**** READING TEXT
All code is organized in the main package "org.reactome" under different sub-packages. The bulk of the code is stored under the "org.reactome.resource" package where each sub-package is a different resource to be cross-referenced. Under each of these, there are typically three classes:

  1. FileRetrievers

    FileRetrievers are responsible for retrieving data for the resource (either directly or indirectly through a third-party provider such as UniProt's mapping service). Once the data is retrieved, it is stored as a file in a common download directory.

  2. FileProcessors and 3) ReferenceCreators

    FileProcessors and ReferenceCreators work together to do the insertion of the cross-reference into the Reactome graph database.

    FileProcessors are responsible for parsing the downloaded data file (whose location provided by the retriever) and returning a mapping of source identifier (e.g. UniProt) to target identifier(s) - note the mapping may be 1-1 or 1-many.
********
**** DATA SECTION
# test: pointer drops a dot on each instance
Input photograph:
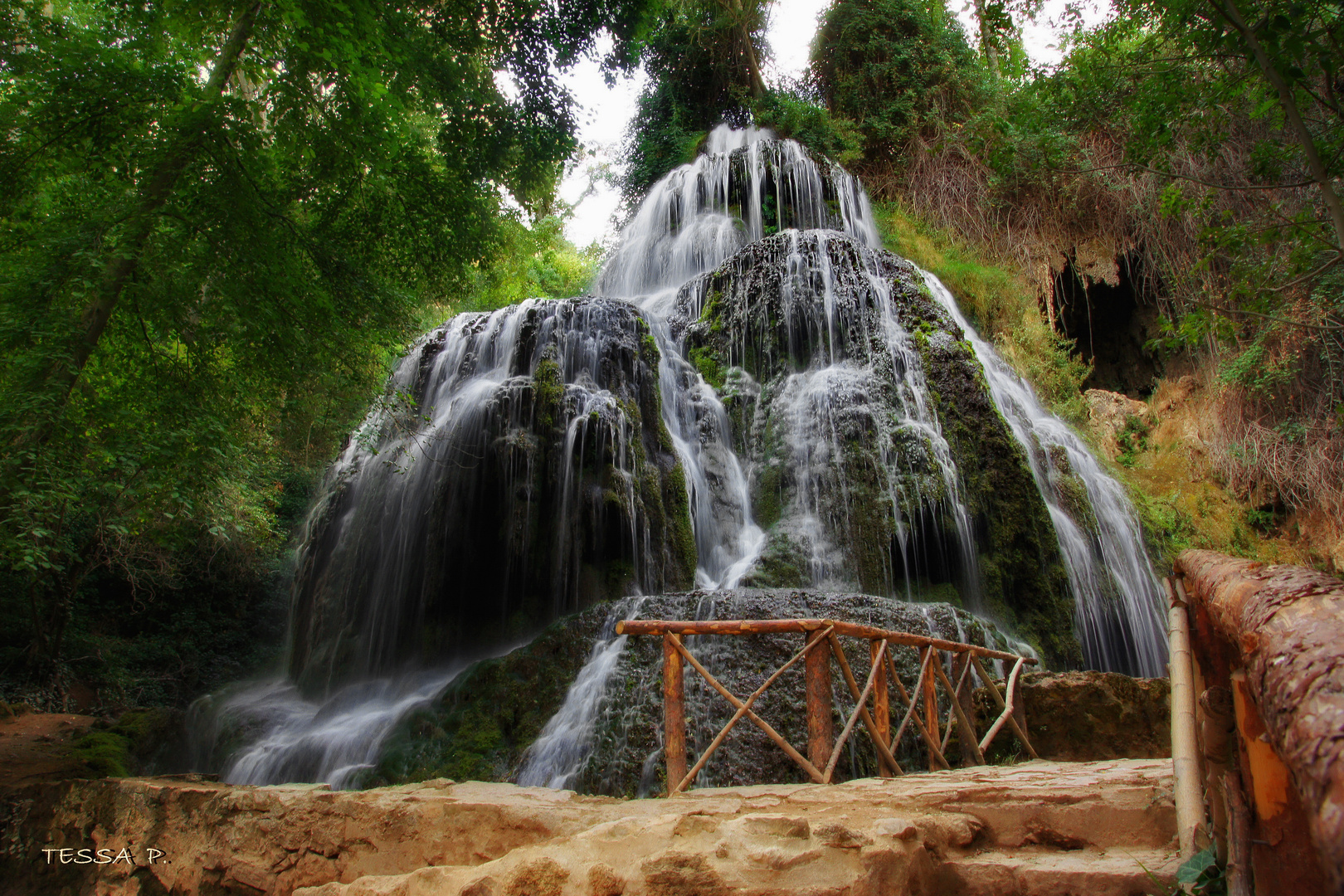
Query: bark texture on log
(1287, 626)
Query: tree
(891, 66)
(704, 60)
(221, 221)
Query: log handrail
(785, 626)
(821, 644)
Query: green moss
(767, 499)
(704, 360)
(483, 724)
(548, 392)
(1132, 440)
(650, 347)
(105, 754)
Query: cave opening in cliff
(1110, 323)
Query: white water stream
(387, 485)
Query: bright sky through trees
(608, 110)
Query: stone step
(1054, 872)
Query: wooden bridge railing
(821, 644)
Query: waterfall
(1116, 592)
(559, 751)
(749, 399)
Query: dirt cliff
(1103, 829)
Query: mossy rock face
(140, 742)
(852, 392)
(488, 718)
(492, 712)
(552, 485)
(1088, 716)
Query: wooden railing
(821, 645)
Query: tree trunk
(1283, 625)
(1227, 10)
(153, 193)
(986, 39)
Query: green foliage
(702, 58)
(1202, 874)
(999, 303)
(891, 67)
(1132, 441)
(108, 755)
(793, 112)
(203, 280)
(533, 262)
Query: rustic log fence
(821, 645)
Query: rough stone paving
(1040, 828)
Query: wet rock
(519, 468)
(1083, 716)
(878, 458)
(1113, 416)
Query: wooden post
(1187, 779)
(674, 711)
(964, 694)
(821, 728)
(932, 707)
(880, 704)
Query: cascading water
(566, 740)
(760, 395)
(1114, 587)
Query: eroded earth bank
(1093, 829)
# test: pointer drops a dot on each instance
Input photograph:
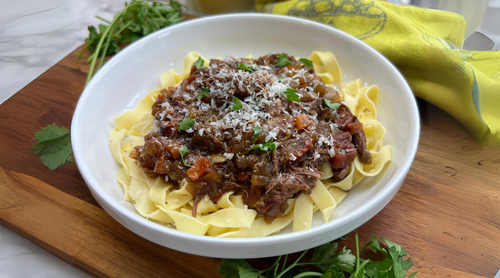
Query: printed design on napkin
(343, 15)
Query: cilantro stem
(123, 29)
(292, 265)
(308, 273)
(357, 254)
(103, 55)
(91, 57)
(272, 266)
(101, 41)
(85, 48)
(98, 17)
(284, 263)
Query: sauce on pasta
(263, 144)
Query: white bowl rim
(242, 242)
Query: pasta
(158, 200)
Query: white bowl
(135, 71)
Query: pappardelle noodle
(172, 203)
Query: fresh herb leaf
(400, 266)
(269, 145)
(344, 237)
(379, 269)
(53, 146)
(186, 124)
(248, 67)
(237, 105)
(326, 255)
(282, 61)
(333, 271)
(256, 132)
(204, 92)
(184, 150)
(306, 62)
(375, 245)
(139, 18)
(199, 63)
(331, 263)
(291, 95)
(333, 105)
(231, 268)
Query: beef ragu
(268, 150)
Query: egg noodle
(160, 201)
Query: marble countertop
(34, 36)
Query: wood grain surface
(446, 214)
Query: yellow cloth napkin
(424, 45)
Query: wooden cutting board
(446, 215)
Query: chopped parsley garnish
(256, 132)
(186, 123)
(248, 67)
(53, 146)
(269, 145)
(291, 95)
(306, 62)
(333, 105)
(199, 63)
(184, 150)
(237, 105)
(204, 92)
(282, 61)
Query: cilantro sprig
(187, 123)
(256, 132)
(139, 18)
(237, 105)
(183, 151)
(53, 146)
(248, 67)
(331, 262)
(199, 63)
(333, 105)
(204, 92)
(282, 61)
(291, 95)
(306, 62)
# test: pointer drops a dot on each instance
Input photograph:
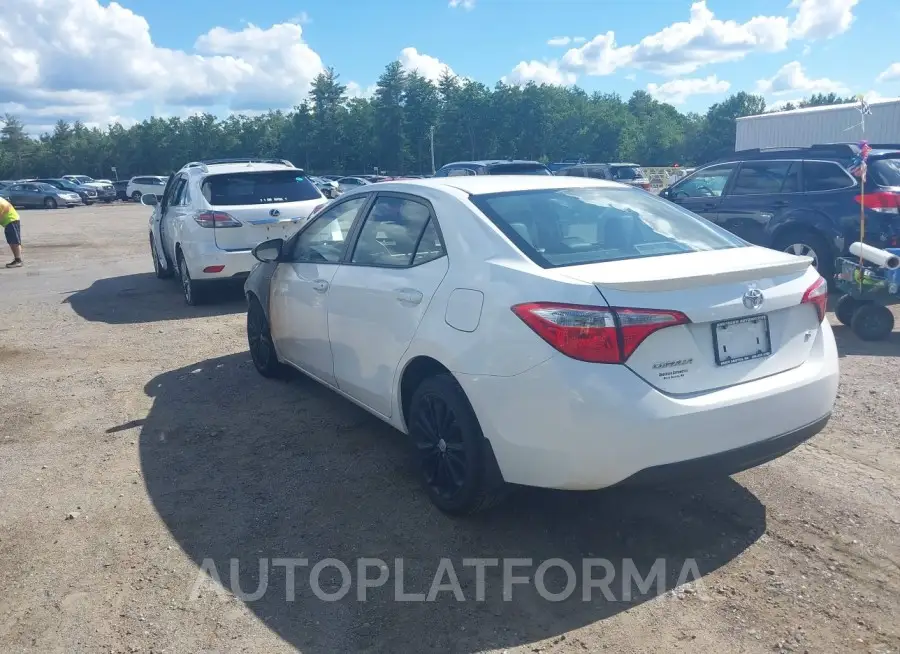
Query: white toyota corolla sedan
(559, 332)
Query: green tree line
(333, 133)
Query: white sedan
(559, 332)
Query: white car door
(379, 295)
(300, 289)
(175, 205)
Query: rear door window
(885, 172)
(627, 173)
(761, 178)
(232, 189)
(707, 183)
(825, 176)
(567, 227)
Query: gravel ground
(138, 447)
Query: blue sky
(137, 57)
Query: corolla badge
(753, 298)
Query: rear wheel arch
(417, 370)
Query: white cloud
(355, 90)
(791, 78)
(429, 67)
(539, 73)
(677, 91)
(890, 74)
(822, 19)
(56, 48)
(684, 47)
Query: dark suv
(800, 200)
(493, 167)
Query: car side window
(761, 178)
(391, 233)
(178, 193)
(430, 245)
(325, 238)
(707, 183)
(825, 176)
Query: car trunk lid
(745, 306)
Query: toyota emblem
(753, 298)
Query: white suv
(213, 213)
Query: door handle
(408, 296)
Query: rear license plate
(741, 339)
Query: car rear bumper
(236, 263)
(574, 425)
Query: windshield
(886, 172)
(627, 172)
(569, 227)
(519, 169)
(258, 188)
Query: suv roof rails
(205, 163)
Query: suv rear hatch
(253, 206)
(720, 335)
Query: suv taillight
(216, 219)
(881, 201)
(595, 334)
(817, 295)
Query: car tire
(259, 340)
(192, 291)
(454, 459)
(809, 243)
(161, 273)
(844, 309)
(872, 322)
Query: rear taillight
(595, 334)
(817, 295)
(216, 219)
(881, 201)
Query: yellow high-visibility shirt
(7, 213)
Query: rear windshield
(569, 227)
(627, 172)
(519, 169)
(886, 172)
(258, 188)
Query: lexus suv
(800, 200)
(211, 214)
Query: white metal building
(815, 125)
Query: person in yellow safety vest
(9, 220)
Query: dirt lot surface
(137, 442)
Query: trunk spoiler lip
(621, 275)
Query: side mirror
(269, 251)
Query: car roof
(494, 162)
(485, 184)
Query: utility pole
(431, 132)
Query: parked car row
(431, 302)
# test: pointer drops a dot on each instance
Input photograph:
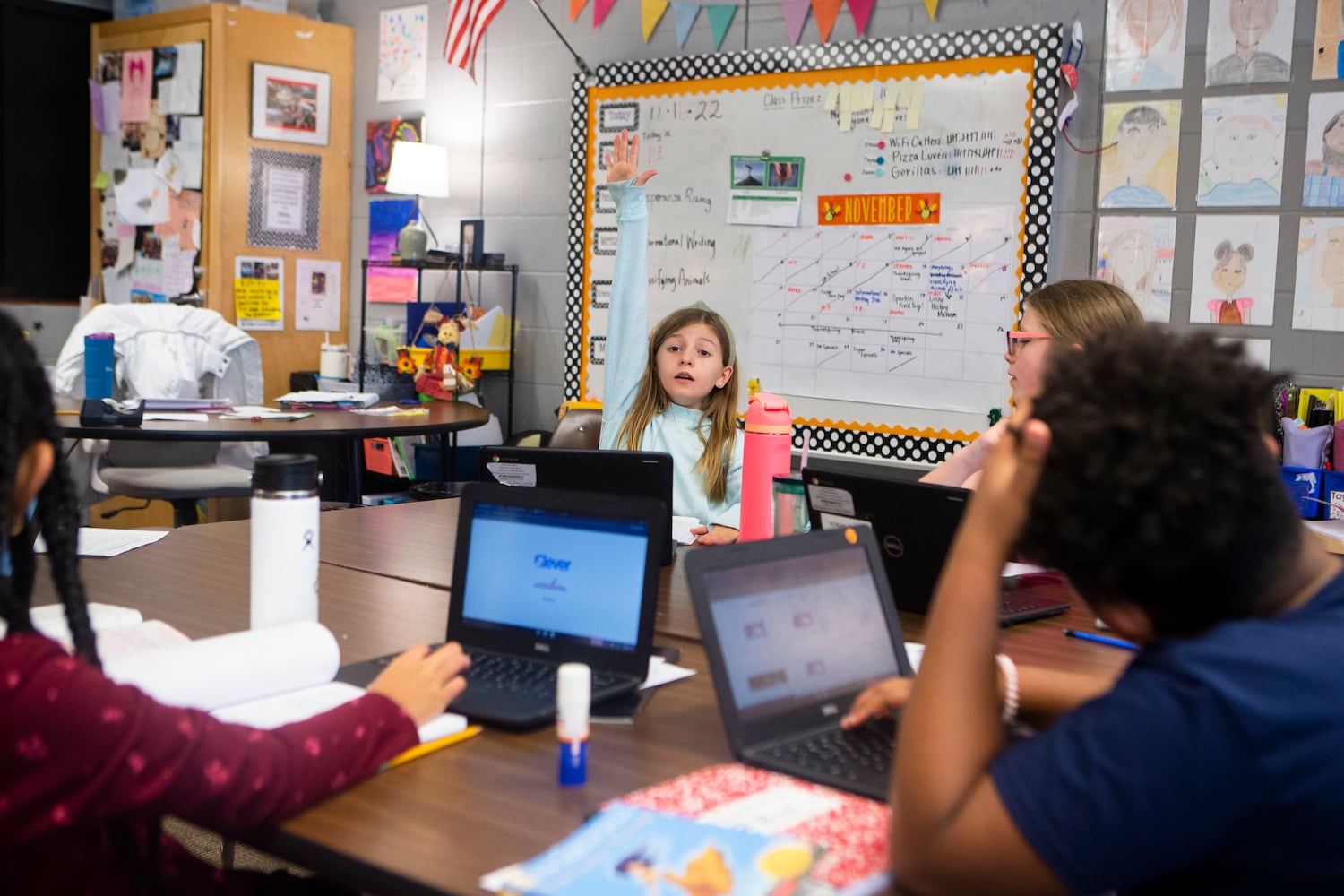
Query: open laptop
(545, 576)
(610, 471)
(914, 522)
(793, 630)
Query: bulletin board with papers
(147, 115)
(867, 218)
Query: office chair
(580, 426)
(160, 351)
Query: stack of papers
(314, 398)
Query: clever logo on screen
(543, 562)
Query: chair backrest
(578, 427)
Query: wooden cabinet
(233, 39)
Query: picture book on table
(625, 849)
(771, 834)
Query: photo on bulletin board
(284, 199)
(1137, 254)
(1139, 160)
(1242, 151)
(1322, 185)
(1145, 45)
(378, 147)
(1319, 290)
(1328, 45)
(1236, 261)
(290, 104)
(1249, 42)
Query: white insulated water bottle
(284, 538)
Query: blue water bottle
(99, 362)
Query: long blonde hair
(1077, 311)
(720, 408)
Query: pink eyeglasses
(1016, 339)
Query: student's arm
(1045, 694)
(628, 319)
(961, 469)
(949, 826)
(89, 747)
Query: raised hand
(623, 161)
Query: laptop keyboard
(519, 675)
(841, 754)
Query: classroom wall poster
(1145, 45)
(258, 293)
(1319, 290)
(1236, 260)
(1249, 42)
(1242, 151)
(1137, 254)
(402, 53)
(1139, 160)
(316, 295)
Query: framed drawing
(290, 104)
(470, 242)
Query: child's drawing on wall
(1242, 151)
(1322, 183)
(1319, 292)
(1238, 255)
(1139, 169)
(1136, 254)
(1145, 45)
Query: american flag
(467, 22)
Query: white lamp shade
(418, 169)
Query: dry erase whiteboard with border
(867, 217)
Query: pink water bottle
(765, 454)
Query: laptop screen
(556, 575)
(798, 630)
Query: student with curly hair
(1212, 764)
(1069, 311)
(88, 767)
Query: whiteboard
(866, 217)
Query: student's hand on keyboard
(878, 700)
(424, 683)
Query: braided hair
(26, 418)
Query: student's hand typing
(878, 700)
(422, 683)
(623, 161)
(717, 535)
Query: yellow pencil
(432, 745)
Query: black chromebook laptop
(914, 522)
(793, 630)
(610, 471)
(545, 576)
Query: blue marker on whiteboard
(573, 696)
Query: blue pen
(1101, 638)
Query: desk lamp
(417, 169)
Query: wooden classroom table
(437, 823)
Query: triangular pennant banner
(599, 10)
(650, 13)
(720, 16)
(685, 13)
(795, 15)
(860, 10)
(825, 11)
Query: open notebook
(263, 677)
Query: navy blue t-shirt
(1215, 764)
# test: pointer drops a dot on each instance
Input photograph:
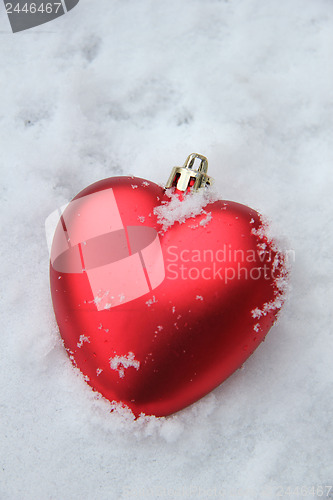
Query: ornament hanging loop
(186, 178)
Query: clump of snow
(248, 84)
(121, 363)
(268, 244)
(179, 210)
(151, 301)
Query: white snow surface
(129, 87)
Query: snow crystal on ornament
(121, 363)
(177, 210)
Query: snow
(178, 209)
(121, 363)
(132, 88)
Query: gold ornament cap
(186, 178)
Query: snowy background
(120, 87)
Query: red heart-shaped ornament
(155, 314)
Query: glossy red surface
(155, 320)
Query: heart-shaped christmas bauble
(160, 296)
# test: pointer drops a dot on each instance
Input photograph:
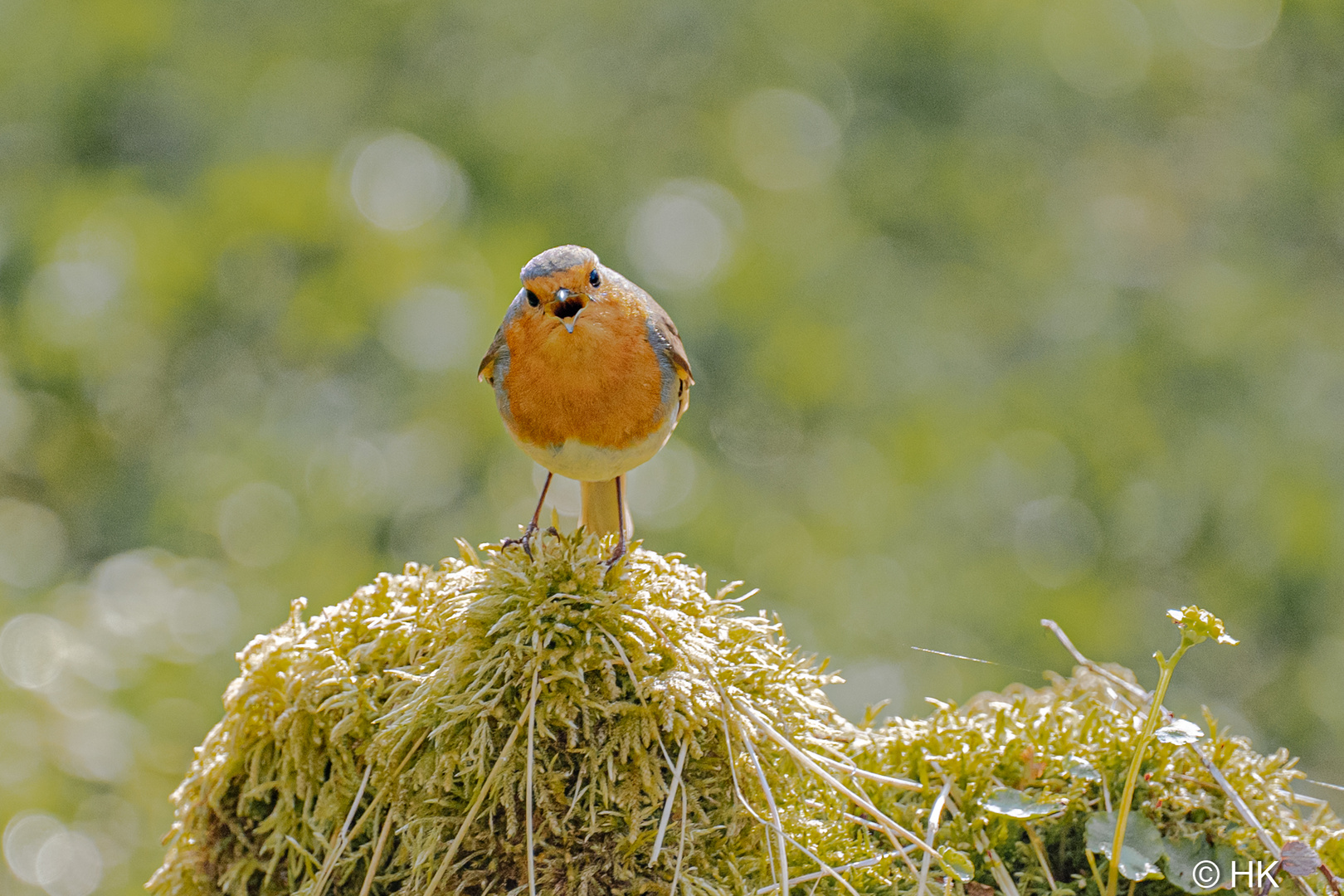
********
### TASKS
1: According to the passage on Reactome's code organization, where do FileRetrievers put the data after retrieving it?
2: From the passage on Reactome's code organization, repeat word for word the part starting at "FileProcessors and ReferenceCreators" and ending at "1-1 or 1-many.".
These lines were drawn from a source separate from the passage.

### RESPONSE LIST
1: They store it as a file in a common download directory.

2:
FileProcessors and ReferenceCreators work together to do the insertion of the cross-reference into the Reactome graph database.

    FileProcessors are responsible for parsing the downloaded data file (whose location provided by the retriever) and returning a mapping of source identifier (e.g. UniProt) to target identifier(s) - note the mapping may be 1-1 or 1-many.